§ **Work to complete**:
Please rewrite each of the rows below, replacing "one point" with "a single point" and keeping everything else the same.

§ **Records provided**:
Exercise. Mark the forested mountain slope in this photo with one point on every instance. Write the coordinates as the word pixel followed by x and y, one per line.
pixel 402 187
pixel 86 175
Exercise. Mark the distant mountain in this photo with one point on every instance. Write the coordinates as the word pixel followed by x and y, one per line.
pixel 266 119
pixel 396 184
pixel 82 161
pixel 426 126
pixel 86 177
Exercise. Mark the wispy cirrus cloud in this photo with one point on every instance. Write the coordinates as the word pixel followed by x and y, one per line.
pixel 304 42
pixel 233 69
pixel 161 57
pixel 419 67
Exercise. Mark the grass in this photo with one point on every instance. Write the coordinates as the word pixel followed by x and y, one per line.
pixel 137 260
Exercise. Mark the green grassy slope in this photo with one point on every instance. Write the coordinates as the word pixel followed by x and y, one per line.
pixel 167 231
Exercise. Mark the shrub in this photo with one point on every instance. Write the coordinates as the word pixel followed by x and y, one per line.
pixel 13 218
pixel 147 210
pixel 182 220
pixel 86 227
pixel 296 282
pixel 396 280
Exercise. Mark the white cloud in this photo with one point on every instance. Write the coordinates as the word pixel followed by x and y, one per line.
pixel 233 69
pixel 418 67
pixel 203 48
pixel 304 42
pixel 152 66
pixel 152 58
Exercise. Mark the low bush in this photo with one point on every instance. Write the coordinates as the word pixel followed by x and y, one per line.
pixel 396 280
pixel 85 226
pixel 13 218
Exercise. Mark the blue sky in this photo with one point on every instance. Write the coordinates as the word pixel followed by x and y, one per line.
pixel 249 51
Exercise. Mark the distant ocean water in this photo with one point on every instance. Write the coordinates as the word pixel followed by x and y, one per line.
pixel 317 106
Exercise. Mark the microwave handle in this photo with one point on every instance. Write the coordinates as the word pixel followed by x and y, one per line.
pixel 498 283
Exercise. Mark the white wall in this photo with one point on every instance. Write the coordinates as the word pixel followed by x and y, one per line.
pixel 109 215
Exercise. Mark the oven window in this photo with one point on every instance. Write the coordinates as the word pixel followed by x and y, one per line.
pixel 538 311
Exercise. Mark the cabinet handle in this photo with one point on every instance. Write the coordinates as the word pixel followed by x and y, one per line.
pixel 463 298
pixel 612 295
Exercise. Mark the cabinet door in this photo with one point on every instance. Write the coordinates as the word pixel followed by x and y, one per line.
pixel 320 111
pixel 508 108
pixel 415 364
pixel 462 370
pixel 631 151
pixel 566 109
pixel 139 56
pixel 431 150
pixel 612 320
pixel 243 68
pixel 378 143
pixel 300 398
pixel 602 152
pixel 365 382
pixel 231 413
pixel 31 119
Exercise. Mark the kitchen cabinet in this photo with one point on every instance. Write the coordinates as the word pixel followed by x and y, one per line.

§ **Output of the exercise**:
Exercise. Mark the forested mountain slope in this photo with a single point on every instance. Write the coordinates as the word pixel followed by x and y, one per line.
pixel 402 187
pixel 86 175
Exercise. Mark the distant mountain in this photo with a single point on every instance. Write the coordinates as the word pixel followed by x and y, one per line.
pixel 266 119
pixel 396 184
pixel 82 161
pixel 426 126
pixel 86 177
Exercise. Mark the wispy cirrus cloud in this photo with a single point on every instance. Write the coordinates as the word pixel followed by x and y, one per line.
pixel 304 42
pixel 233 69
pixel 161 57
pixel 419 67
Exercise. Mark the grass in this photo with a single point on every instance. Write the coordinates as the word pixel followed by x and y, one per line.
pixel 137 260
Exercise. Mark the green grassy slope in this photo with a single point on every instance. Write the coordinates as the word pixel followed by x and y, one per line.
pixel 167 231
Exercise. Mark the shrub in this photo with a single point on every instance. Write the coordinates as the word pixel followed by x and y, one per line.
pixel 13 218
pixel 147 210
pixel 182 220
pixel 86 227
pixel 296 282
pixel 396 280
Exercise. Mark the white cloud in this photo with a single point on every instance. Write the coordinates as the word pixel followed by x and y, one per line.
pixel 233 69
pixel 418 67
pixel 203 48
pixel 304 42
pixel 152 66
pixel 152 58
Exercise. Mark the low bush in this photo with a single point on every instance. Write the coordinates as the word pixel followed by x and y, one per line.
pixel 396 280
pixel 85 226
pixel 13 218
Exercise. Mark the blue sky in this photo with a single point on every instance. Write the coordinates as the word pixel followed by x and y, one per line.
pixel 249 51
Exercise. Mark the distant ocean water in this photo with a single point on every instance. Write the coordinates as the word pixel followed by x and y, one per line.
pixel 317 106
Exercise. Mark the microwave handle in this photo with a single point on every instance. Write the coordinates as the word pixel followed by x and y, one per line.
pixel 498 283
Exercise. Mark the white wall in this photo with a single point on every instance. Write the coordinates as the word pixel followed by x and y, one per line.
pixel 109 215
Exercise. Mark the oven window in this photo with a single point on every instance. Write the coordinates as the word pixel followed by x and y, one per line.
pixel 538 311
Exercise. Mark the cabinet handle in this photo with a single point on every instance. Write the coordinates as the word pixel followed by x and y, one per line.
pixel 463 298
pixel 612 295
Exercise. Mark the cabinet door in this photo with a single point on every instance. Write the coordinates as the word pixel followed by x and y, one per line.
pixel 320 111
pixel 508 108
pixel 415 364
pixel 462 370
pixel 631 151
pixel 566 109
pixel 139 56
pixel 431 150
pixel 612 320
pixel 243 68
pixel 378 143
pixel 300 398
pixel 602 152
pixel 365 382
pixel 231 413
pixel 31 119
Exercise. Mark the kitchen cabinet in this photo with a single point on every instance. Write the coordinates as the word pixel followed by x and y, one per line.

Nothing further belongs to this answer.